-- What is expected --
Give back only the lines from the one with "For every instance of the ponytail" through the last line of the data, exactly as they appear.

-- Exercise inputs --
****************************************
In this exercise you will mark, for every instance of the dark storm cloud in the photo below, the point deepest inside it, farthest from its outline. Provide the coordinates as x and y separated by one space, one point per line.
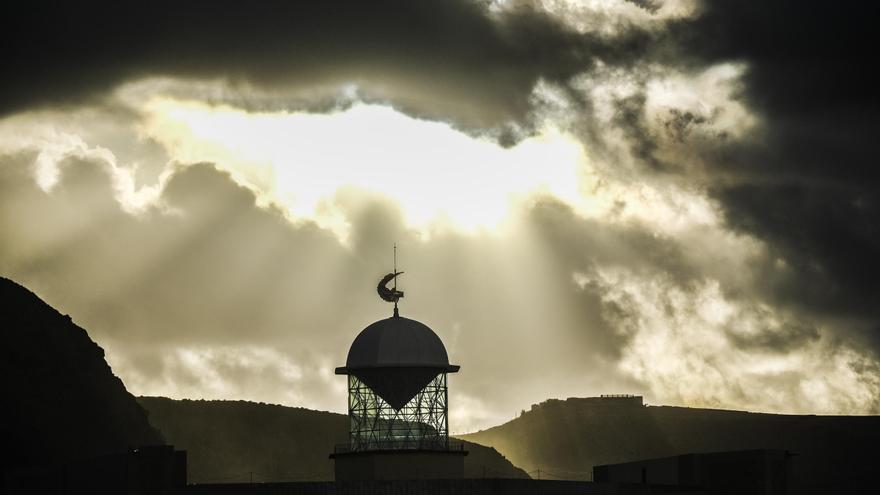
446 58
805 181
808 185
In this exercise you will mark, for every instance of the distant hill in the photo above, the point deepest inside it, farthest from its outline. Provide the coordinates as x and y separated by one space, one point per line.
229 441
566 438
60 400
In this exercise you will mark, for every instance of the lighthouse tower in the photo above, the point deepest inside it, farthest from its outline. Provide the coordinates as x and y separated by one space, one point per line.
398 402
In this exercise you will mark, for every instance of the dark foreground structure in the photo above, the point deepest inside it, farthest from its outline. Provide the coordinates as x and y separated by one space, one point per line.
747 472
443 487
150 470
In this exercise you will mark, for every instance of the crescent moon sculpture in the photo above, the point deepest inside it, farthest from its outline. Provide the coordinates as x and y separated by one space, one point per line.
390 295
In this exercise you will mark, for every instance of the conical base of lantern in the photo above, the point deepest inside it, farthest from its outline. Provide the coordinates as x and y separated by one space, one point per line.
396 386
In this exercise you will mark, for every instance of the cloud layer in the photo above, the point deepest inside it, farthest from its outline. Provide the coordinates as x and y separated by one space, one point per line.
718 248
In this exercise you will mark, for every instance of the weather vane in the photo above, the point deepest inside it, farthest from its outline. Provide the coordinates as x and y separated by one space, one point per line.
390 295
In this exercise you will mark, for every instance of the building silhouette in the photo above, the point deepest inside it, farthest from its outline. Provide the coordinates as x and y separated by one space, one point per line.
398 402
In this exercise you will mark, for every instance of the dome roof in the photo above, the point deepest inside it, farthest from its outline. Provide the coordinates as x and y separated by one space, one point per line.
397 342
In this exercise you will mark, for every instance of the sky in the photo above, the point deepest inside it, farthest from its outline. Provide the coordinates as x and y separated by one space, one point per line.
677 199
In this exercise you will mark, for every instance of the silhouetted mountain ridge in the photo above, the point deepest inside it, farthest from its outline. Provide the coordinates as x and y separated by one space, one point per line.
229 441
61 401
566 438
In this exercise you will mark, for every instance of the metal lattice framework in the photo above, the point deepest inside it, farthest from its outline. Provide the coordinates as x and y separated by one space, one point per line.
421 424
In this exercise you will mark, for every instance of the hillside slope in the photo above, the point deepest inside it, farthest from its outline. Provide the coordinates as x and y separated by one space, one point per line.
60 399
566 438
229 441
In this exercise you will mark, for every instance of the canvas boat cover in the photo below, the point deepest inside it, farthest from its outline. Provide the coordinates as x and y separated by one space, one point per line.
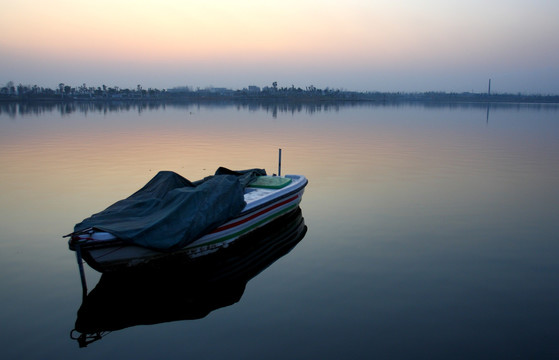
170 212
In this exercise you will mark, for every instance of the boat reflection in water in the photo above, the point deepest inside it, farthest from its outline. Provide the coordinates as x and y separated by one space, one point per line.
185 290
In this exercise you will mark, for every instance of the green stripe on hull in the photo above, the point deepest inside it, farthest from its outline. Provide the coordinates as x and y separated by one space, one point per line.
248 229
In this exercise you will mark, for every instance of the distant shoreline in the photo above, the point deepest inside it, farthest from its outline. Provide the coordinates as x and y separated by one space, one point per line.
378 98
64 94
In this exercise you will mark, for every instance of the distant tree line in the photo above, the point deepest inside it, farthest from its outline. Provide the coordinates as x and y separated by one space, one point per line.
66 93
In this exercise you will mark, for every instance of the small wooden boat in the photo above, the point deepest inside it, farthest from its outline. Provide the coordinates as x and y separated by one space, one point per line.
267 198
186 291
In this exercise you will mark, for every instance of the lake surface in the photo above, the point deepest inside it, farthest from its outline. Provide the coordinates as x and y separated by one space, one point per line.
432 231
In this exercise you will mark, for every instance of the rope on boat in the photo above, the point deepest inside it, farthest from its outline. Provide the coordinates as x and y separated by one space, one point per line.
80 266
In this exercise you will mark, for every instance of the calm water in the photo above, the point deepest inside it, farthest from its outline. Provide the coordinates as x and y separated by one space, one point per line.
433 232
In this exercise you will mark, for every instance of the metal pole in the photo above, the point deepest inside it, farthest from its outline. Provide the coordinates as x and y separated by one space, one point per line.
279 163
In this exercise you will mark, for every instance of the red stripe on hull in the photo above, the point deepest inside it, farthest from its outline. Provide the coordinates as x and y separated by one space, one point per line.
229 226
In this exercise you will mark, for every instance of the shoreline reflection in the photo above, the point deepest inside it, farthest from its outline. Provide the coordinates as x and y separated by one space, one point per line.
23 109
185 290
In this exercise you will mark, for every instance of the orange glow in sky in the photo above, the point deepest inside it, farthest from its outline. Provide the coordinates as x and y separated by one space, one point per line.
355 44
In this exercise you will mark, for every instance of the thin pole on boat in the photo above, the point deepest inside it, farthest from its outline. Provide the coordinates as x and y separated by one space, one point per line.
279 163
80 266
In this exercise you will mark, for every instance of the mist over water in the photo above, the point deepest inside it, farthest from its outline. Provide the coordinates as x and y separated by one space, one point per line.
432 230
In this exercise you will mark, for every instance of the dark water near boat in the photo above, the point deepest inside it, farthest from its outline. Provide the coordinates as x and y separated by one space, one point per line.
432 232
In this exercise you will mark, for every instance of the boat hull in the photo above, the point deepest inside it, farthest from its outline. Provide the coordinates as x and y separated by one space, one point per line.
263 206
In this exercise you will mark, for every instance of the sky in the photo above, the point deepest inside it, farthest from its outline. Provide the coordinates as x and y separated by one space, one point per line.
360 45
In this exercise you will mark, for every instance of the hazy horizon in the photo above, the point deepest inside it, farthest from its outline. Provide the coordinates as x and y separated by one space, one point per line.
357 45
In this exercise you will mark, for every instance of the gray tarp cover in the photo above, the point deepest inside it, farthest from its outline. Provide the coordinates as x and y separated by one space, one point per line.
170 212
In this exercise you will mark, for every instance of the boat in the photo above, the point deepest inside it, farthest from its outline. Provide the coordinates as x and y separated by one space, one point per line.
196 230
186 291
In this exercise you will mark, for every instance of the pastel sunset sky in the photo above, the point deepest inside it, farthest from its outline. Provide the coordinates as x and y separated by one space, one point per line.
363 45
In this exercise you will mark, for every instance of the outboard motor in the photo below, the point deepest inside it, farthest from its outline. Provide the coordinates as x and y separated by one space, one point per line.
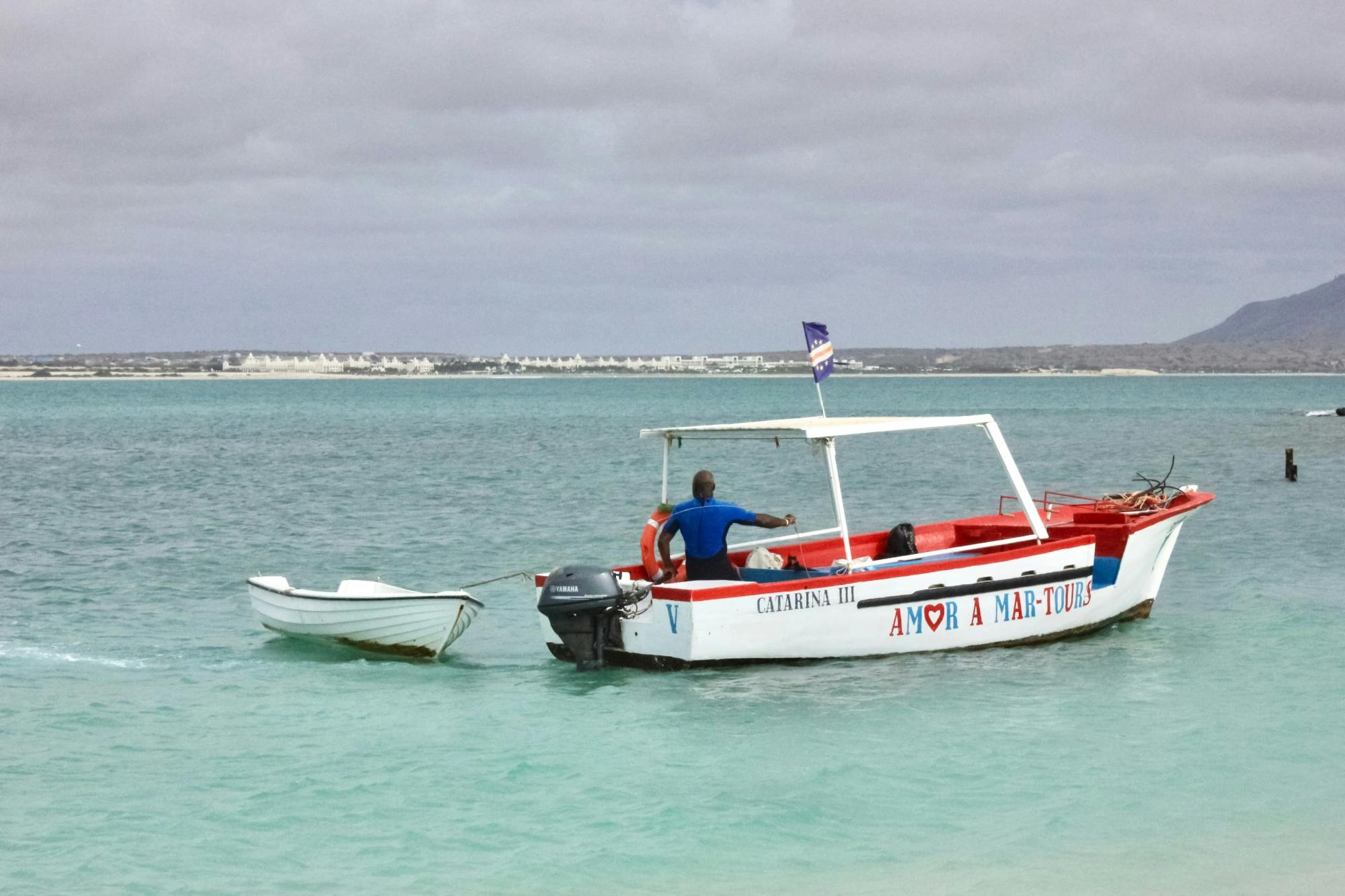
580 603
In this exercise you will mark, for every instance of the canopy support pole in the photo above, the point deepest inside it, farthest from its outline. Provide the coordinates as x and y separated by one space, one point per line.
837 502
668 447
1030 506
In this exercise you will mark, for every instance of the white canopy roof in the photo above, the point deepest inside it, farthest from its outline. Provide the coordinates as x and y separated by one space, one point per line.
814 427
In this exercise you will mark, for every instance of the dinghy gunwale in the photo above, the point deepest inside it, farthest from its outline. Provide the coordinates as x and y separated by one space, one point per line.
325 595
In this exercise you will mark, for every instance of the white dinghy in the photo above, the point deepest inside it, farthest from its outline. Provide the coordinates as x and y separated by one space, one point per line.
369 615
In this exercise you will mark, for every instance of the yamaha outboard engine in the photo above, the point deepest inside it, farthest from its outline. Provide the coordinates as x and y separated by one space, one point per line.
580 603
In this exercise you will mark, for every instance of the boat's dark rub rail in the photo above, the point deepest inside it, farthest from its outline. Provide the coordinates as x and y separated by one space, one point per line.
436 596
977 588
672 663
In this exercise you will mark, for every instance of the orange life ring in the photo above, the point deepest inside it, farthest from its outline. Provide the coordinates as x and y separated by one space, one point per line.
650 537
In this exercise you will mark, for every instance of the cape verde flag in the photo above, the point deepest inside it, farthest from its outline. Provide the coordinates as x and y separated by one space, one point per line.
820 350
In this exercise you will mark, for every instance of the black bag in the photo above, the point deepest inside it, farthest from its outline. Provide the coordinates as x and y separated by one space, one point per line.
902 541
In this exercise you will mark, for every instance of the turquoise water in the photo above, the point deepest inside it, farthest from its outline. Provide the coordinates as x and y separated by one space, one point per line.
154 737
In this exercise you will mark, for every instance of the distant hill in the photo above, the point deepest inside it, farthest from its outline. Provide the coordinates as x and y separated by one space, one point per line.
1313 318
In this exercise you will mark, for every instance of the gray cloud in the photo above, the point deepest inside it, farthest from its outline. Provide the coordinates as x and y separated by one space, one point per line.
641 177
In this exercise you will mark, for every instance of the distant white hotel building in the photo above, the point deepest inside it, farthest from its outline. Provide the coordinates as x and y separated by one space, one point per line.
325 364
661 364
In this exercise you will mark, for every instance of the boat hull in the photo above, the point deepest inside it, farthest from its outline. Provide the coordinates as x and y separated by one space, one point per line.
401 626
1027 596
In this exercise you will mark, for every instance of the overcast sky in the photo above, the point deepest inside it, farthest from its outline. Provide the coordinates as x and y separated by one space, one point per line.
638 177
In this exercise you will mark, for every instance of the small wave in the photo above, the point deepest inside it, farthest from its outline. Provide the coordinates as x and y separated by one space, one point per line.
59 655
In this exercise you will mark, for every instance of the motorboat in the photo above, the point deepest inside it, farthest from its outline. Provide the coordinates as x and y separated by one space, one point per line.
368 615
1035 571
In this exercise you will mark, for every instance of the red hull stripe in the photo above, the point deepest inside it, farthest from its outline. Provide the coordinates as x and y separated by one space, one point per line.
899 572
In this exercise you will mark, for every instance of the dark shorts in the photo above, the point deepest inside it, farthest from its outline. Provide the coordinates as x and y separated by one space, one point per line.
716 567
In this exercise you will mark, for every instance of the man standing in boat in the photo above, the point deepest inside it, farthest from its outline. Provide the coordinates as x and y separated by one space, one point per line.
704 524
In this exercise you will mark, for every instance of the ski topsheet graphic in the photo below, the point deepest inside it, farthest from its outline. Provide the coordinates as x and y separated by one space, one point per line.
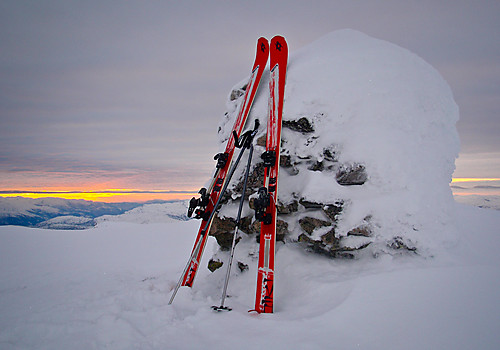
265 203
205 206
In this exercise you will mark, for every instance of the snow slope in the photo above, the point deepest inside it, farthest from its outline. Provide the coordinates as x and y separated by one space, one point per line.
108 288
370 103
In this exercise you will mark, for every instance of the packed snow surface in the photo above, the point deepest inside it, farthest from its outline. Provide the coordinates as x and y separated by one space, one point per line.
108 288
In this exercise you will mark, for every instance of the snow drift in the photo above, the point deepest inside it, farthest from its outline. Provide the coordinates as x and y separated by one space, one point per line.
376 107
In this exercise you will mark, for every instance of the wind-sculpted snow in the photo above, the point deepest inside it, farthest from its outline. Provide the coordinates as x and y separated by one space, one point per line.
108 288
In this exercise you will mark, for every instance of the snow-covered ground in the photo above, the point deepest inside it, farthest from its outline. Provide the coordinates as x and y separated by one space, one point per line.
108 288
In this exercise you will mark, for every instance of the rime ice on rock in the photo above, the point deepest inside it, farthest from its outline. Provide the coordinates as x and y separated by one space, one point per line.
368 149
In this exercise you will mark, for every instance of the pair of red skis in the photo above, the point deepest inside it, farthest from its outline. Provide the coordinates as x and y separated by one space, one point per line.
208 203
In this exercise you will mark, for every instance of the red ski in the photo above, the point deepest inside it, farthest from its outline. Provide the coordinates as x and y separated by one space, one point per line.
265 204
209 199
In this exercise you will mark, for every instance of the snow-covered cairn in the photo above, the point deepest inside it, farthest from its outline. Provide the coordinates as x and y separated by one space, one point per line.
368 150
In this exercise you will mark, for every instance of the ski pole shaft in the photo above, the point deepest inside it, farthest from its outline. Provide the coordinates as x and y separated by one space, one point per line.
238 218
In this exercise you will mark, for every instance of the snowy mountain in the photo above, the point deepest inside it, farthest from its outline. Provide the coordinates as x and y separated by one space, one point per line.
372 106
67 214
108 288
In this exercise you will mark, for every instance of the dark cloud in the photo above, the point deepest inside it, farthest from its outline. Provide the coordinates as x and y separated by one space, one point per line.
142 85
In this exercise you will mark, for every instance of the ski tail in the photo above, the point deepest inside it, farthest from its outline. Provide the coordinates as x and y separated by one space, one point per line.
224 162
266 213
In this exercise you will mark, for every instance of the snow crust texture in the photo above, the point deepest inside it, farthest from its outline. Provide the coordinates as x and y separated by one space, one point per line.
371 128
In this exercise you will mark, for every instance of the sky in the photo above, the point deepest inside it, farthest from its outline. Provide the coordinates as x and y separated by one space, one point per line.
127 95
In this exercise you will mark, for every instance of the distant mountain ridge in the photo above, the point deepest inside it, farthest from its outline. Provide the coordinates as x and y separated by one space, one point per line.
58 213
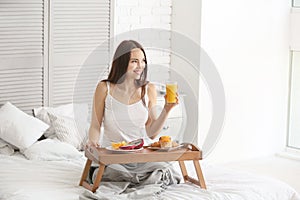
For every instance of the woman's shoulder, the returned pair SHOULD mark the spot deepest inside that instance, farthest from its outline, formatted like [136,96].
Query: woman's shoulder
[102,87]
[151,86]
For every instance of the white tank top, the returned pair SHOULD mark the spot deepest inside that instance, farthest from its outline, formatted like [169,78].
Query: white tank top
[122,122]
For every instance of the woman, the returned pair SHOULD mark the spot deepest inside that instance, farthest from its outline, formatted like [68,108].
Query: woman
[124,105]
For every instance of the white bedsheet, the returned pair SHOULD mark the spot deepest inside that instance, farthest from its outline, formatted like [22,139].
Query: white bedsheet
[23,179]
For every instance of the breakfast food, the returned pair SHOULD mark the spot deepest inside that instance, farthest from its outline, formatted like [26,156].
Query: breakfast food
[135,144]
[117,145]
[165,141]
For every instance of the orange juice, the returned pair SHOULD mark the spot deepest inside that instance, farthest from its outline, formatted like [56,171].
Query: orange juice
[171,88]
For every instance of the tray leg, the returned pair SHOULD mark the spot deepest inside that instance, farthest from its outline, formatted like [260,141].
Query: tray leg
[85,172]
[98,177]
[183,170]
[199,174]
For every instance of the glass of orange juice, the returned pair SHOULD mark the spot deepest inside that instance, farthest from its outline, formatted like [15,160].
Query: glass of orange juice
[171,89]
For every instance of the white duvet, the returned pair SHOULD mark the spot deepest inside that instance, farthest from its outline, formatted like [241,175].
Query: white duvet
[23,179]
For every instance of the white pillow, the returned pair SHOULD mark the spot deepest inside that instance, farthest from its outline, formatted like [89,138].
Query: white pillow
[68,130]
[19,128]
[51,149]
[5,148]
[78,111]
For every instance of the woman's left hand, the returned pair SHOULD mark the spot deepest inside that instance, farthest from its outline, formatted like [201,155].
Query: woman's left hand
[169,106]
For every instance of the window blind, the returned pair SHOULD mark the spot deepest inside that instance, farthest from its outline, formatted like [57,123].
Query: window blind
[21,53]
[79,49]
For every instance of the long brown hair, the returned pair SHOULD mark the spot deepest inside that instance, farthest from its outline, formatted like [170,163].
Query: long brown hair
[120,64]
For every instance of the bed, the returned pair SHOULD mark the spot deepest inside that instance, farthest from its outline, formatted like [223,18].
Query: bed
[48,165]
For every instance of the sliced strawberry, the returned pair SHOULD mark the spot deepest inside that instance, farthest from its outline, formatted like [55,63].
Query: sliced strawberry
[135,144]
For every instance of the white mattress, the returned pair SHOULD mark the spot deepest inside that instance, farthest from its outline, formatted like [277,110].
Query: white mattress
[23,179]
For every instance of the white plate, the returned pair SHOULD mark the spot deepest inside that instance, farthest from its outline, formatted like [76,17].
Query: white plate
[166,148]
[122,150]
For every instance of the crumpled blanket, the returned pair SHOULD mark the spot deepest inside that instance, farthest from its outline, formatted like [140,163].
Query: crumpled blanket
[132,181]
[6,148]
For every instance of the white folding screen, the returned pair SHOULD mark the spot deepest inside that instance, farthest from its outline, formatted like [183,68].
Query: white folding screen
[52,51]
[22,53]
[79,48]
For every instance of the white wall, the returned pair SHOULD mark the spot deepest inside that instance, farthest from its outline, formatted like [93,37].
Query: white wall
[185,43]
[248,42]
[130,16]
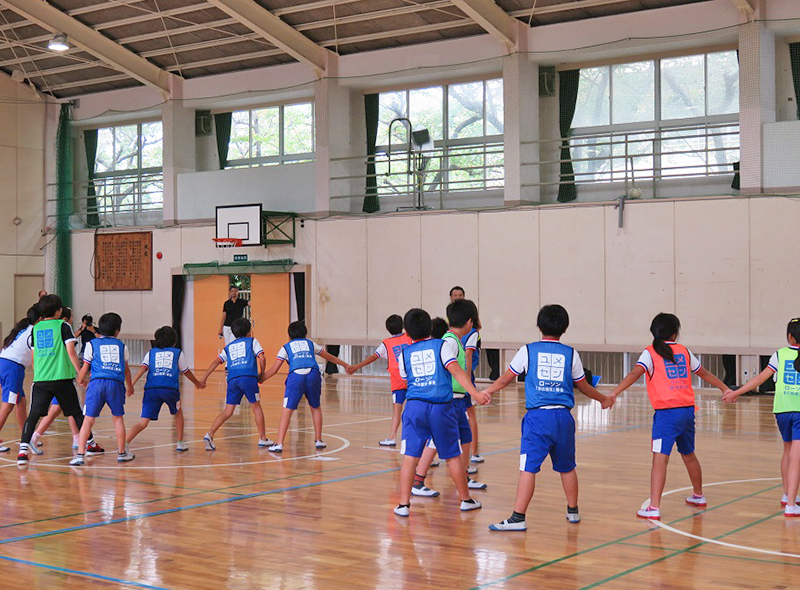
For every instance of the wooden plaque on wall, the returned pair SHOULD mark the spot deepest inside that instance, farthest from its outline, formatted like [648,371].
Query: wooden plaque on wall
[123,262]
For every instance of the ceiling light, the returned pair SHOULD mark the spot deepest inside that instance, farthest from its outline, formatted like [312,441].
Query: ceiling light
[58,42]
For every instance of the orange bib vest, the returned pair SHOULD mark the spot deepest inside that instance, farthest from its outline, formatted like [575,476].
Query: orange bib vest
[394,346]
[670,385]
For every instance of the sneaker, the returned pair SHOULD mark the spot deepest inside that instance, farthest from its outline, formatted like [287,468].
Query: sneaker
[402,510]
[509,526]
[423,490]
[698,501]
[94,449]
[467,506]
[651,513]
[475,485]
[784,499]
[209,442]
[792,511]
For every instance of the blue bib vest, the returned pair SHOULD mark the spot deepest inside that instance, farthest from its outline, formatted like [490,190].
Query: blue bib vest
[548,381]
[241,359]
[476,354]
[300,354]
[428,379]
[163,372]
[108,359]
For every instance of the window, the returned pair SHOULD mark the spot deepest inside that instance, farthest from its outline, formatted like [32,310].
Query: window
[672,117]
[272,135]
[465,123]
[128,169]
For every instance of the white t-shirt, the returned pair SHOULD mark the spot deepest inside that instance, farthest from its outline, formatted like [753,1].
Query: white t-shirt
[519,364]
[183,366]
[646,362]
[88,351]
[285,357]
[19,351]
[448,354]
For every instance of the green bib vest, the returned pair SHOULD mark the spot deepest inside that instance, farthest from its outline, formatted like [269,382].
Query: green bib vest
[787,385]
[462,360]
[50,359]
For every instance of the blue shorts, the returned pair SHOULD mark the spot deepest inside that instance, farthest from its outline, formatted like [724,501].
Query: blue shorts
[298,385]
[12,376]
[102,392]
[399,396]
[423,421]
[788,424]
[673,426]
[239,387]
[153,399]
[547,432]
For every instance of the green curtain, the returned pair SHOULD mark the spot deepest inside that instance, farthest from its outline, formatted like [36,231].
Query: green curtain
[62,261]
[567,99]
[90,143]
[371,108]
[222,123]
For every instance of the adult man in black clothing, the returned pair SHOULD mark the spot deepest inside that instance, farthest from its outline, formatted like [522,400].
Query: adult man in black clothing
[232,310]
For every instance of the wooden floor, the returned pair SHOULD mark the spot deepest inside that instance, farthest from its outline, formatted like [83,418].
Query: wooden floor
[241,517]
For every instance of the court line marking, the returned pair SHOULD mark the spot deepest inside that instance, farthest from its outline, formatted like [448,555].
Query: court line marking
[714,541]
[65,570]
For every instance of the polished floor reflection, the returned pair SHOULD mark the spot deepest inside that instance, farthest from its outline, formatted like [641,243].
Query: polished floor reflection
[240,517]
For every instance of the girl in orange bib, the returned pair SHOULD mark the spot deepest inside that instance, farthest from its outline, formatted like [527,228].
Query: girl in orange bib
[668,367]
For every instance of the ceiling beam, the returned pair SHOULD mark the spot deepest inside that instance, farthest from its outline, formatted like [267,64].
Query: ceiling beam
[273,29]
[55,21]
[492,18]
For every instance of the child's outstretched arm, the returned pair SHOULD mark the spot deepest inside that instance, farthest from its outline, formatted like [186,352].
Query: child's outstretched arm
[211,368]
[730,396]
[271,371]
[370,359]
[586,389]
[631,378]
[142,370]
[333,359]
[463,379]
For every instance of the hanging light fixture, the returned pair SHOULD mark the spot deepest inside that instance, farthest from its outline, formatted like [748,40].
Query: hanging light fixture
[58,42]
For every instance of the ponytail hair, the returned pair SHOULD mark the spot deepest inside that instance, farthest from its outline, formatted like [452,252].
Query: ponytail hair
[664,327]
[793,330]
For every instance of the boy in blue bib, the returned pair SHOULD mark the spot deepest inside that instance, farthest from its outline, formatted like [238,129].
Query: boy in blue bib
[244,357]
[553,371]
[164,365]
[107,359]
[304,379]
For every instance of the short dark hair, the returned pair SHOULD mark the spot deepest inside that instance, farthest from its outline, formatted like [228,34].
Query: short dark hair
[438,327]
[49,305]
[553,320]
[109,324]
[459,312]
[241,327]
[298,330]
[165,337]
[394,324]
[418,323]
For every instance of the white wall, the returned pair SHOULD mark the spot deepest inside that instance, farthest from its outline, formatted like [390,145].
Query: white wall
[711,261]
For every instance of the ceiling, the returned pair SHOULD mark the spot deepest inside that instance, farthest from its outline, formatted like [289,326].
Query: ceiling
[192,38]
****************************************
-- Written response --
For every instance of the ponytail hair, the returned pair SHOULD mark the spot deepest inside that instance, farthest from its outline, formatted like [452,252].
Query: ponytail hair
[664,327]
[793,330]
For every instance of the boy in blue bib, the returned pair SHOULD mark the spot deepest inside that instance, farthest from its outline, formatted like [238,129].
Query: boy in blue bib
[244,357]
[553,371]
[164,365]
[107,359]
[304,379]
For every instance of the short dark hair, the returned pair SHOULD mark the spot deepest inside that instance, farthest from its outline, formatted like [228,34].
Query: short dark hair
[438,327]
[49,305]
[553,320]
[109,324]
[459,312]
[241,327]
[298,330]
[165,337]
[394,324]
[418,323]
For every instance of the white wall, the returned pair SHOULD mark the spot deepest inside that instance, farthest from its outline, formatted like [390,145].
Query: white wall
[711,261]
For every instance of the ceiling, the returned pair SHOULD mark the spot deepest inside that instance, farthest from its outline, formatted like [289,326].
Query: ceiling
[192,38]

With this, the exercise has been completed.